**DATA EXCERPTS**
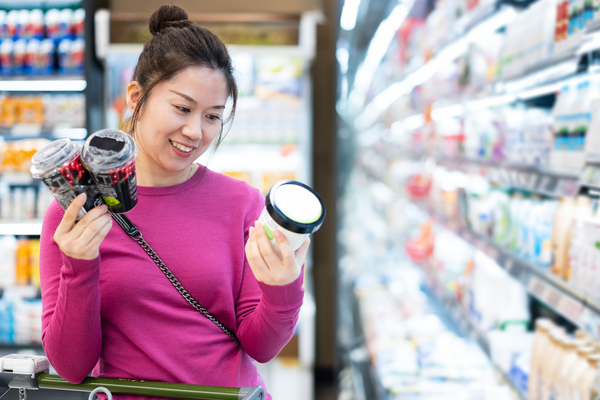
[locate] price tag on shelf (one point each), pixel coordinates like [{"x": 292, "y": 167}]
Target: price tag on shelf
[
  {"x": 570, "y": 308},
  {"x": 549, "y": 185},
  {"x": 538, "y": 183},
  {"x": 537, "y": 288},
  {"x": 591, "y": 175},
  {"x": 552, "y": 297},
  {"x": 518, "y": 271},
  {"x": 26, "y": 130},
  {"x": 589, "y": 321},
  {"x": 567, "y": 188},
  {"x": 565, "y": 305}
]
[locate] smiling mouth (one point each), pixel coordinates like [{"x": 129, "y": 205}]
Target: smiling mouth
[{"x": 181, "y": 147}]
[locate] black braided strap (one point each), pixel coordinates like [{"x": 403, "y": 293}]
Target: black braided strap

---

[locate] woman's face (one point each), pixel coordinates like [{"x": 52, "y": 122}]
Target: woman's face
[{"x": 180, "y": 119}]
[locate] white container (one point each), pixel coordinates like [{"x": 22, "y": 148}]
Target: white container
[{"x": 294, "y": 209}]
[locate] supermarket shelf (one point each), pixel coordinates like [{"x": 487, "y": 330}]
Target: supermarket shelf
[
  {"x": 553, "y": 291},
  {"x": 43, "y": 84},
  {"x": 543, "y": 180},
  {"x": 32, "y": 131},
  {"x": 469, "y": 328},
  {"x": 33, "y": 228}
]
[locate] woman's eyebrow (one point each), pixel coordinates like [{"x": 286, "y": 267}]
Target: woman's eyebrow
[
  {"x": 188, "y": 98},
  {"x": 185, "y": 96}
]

**TASK**
Check every line of the listing for the string "black" and report how many lines have it, as a number alone.

**WORKED SOLUTION**
2